- [PASSAGE PROVIDED]:
-*-*-

- Date: June 30, 1974 – July 14, 1974
- Location: Baltimore, Maryland, United States
- Goals: wages
- Methods: Strikes, Protest, Demonstrations

Parties
| AFSCME | City of Baltimore |

Lead figures
- Jerome Wurf William Donald Schaefer

Number
| 1,350 protesters | 100+ Baltimore police supervisors |

Casualties and losses
| Deaths: Injuries: Arrests: 5+ | Deaths: Injuries: |

= 1974 Baltimore municipal strike =

Strikes and protests by public workers

The 1974 Baltimore municipal strike was a strike action undertaken by different groups of municipal workers in Baltimore, Maryland, United States. It was initiated by waste collectors seeking higher wages and better conditions. They were joined by sewer workers, zookeepers, prison guards, highway workers, recreation & parks workers, animal control workers, abandoned vehicles workers, and eventually by police officers. Trash piled up during the strike, and, especially with diminished police enforcement, many trash piles were set on fire. City jails were also a major site for unrest.

The Baltimore strike was prominent within a wave of public sector strikes across the United States. All of the striking workers were members of American Federation of State, County and Municipal Employees (AFSCME), a relatively radical and expanding national union. AFSCME President Jerry Wurf attained national notoriety for allegedly urging workers to "let Baltimore burn" if their demands were not met.

-*-*-

- [DATA EXTRACT]:
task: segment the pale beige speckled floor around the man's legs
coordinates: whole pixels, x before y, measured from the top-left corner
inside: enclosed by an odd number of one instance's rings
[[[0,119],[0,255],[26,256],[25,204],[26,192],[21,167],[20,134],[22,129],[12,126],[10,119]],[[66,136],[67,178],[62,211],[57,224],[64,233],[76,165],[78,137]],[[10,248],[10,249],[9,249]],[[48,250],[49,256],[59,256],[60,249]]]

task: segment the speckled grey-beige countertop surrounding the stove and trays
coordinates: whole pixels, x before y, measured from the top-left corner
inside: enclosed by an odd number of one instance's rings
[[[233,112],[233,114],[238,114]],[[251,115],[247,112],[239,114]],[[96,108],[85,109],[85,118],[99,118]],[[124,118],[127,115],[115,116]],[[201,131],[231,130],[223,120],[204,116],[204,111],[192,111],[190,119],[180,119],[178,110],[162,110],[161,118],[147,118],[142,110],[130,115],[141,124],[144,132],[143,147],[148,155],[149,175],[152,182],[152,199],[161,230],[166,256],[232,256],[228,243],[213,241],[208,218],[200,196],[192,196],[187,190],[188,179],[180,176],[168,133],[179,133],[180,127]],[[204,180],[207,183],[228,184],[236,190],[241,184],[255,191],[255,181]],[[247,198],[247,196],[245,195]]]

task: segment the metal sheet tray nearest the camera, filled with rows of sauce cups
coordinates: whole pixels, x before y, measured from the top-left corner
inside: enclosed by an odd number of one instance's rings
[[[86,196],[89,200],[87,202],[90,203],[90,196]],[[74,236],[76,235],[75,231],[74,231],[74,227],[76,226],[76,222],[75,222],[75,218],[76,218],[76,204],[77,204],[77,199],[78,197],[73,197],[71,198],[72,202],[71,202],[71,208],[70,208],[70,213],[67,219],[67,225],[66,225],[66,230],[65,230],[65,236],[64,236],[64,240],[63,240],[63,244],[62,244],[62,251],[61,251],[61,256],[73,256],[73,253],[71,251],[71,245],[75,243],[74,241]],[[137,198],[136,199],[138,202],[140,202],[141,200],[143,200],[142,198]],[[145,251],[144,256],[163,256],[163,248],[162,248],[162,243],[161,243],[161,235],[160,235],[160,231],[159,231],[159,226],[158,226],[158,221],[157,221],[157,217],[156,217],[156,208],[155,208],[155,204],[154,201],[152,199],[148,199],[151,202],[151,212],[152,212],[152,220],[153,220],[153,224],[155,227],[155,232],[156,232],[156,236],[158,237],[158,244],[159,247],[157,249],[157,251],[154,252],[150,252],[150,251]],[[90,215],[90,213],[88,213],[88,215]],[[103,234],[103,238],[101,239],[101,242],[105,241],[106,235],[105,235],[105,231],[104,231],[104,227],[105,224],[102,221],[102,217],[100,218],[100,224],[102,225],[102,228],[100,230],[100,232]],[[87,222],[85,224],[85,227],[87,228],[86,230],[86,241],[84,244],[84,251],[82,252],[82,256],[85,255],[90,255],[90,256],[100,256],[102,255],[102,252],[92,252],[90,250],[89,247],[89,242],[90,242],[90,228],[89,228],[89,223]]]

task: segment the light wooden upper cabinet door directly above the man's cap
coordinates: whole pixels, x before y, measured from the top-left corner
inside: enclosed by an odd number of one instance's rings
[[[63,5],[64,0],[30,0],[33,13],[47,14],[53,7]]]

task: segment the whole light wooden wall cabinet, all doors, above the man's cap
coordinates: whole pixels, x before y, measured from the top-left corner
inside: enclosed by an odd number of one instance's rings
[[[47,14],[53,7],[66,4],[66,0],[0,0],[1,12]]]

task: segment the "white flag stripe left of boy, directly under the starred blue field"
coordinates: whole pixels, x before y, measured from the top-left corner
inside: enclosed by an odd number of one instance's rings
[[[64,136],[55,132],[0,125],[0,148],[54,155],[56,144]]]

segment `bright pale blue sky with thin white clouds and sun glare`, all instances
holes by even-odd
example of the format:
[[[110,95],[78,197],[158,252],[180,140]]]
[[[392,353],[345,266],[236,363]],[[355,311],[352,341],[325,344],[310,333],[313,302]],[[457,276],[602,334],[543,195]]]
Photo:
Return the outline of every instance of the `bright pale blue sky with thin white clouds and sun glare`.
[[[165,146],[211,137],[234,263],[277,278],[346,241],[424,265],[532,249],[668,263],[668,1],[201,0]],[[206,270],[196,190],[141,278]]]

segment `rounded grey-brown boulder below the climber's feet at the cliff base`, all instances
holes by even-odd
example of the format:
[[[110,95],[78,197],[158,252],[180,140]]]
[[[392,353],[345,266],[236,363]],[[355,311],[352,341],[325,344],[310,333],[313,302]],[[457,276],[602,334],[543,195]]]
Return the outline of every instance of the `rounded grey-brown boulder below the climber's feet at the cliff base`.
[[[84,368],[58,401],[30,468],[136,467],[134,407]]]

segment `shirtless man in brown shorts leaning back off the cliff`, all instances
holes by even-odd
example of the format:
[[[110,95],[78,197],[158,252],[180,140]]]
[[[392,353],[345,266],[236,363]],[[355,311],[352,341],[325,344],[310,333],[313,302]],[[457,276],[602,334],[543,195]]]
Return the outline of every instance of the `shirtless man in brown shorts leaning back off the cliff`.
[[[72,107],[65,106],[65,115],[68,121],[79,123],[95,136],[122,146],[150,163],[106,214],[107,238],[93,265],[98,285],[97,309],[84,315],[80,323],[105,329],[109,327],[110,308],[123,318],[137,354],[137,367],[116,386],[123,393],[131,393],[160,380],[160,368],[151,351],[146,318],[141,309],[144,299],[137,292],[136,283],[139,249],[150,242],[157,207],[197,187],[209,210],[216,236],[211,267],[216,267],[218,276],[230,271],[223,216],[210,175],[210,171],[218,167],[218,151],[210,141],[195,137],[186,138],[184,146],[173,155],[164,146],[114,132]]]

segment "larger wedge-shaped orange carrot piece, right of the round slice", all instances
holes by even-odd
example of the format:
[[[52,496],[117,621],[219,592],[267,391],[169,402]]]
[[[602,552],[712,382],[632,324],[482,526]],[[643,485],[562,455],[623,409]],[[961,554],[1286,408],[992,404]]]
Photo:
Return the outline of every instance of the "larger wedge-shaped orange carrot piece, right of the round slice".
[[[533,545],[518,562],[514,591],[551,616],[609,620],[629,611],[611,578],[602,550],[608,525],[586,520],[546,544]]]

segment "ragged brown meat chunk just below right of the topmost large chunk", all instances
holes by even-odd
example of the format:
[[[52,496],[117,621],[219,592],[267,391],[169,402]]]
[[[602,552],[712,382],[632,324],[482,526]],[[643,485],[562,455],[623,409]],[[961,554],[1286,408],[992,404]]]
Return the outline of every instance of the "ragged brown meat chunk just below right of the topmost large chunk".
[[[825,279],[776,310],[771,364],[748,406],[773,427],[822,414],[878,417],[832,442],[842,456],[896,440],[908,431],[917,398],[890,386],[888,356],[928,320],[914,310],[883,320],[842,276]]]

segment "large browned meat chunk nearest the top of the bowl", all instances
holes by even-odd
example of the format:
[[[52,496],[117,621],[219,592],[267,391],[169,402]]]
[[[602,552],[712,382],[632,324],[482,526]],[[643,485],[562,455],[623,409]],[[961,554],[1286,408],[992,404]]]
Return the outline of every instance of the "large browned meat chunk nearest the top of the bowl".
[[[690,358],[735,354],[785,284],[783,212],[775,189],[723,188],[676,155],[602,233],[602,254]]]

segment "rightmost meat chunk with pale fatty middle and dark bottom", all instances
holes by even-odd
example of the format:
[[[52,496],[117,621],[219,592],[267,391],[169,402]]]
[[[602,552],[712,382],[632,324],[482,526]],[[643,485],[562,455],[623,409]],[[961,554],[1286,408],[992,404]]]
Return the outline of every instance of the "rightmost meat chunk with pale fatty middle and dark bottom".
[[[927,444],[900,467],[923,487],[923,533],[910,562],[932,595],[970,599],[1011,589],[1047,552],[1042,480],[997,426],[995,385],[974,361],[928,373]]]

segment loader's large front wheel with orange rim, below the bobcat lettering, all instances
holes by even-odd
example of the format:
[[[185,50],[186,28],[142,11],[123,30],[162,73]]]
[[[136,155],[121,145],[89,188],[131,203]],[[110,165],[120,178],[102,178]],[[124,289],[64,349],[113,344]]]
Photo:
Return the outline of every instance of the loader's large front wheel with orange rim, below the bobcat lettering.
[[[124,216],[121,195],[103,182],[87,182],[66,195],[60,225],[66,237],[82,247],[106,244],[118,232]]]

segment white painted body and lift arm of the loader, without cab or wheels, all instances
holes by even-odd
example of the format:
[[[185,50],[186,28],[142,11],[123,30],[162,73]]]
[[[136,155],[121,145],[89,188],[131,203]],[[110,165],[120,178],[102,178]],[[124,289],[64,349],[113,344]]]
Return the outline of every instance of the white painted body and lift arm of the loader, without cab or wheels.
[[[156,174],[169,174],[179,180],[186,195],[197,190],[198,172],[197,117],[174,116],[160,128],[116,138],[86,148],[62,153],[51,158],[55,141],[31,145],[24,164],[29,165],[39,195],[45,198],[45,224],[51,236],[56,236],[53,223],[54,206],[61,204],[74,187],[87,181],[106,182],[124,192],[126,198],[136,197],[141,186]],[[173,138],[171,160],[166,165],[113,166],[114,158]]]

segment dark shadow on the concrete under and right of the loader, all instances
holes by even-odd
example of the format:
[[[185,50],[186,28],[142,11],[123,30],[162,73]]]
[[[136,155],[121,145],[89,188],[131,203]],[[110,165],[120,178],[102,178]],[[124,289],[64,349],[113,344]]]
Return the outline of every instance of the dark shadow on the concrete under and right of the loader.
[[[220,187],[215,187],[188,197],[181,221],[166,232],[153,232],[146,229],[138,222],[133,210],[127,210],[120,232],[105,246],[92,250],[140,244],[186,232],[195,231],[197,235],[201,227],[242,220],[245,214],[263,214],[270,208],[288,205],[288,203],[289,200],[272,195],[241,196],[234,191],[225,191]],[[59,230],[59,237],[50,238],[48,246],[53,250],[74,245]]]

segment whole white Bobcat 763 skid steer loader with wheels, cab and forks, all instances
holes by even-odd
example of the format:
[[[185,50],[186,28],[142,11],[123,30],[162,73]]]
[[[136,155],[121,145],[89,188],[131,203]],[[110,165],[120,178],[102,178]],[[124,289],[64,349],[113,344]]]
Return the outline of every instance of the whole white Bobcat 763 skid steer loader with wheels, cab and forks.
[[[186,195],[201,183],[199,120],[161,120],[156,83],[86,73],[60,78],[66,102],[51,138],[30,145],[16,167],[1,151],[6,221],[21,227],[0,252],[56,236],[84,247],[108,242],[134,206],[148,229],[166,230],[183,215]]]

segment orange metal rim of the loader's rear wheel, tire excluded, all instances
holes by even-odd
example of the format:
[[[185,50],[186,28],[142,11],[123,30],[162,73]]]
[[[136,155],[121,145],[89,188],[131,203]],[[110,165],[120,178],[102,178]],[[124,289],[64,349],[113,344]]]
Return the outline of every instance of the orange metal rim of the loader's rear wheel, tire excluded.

-*-*-

Reproduce the full article on the 1974 Baltimore municipal strike above word for word, from its first line to its last.

- [ANSWER SECTION]:
- Date: June 30, 1974 – July 14, 1974
- Location: Baltimore, Maryland, United States
- Goals: wages
- Methods: Strikes, Protest, Demonstrations

Parties
| AFSCME | City of Baltimore |

Lead figures
- Jerome Wurf William Donald Schaefer

Number
| 1,350 protesters | 100+ Baltimore police supervisors |

Casualties and losses
| Deaths: Injuries: Arrests: 5+ | Deaths: Injuries: |

= 1974 Baltimore municipal strike =

Strikes and protests by public workers

The 1974 Baltimore municipal strike was a strike action undertaken by different groups of municipal workers in Baltimore, Maryland, United States. It was initiated by waste collectors seeking higher wages and better conditions. They were joined by sewer workers, zookeepers, prison guards, highway workers, recreation & parks workers, animal control workers, abandoned vehicles workers, and eventually by police officers. Trash piled up during the strike, and, especially with diminished police enforcement, many trash piles were set on fire. City jails were also a major site for unrest.

The Baltimore strike was prominent within a wave of public sector strikes across the United States. All of the striking workers were members of American Federation of State, County and Municipal Employees (AFSCME), a relatively radical and expanding national union. AFSCME President Jerry Wurf attained national notoriety for allegedly urging workers to "let Baltimore burn" if their demands were not met.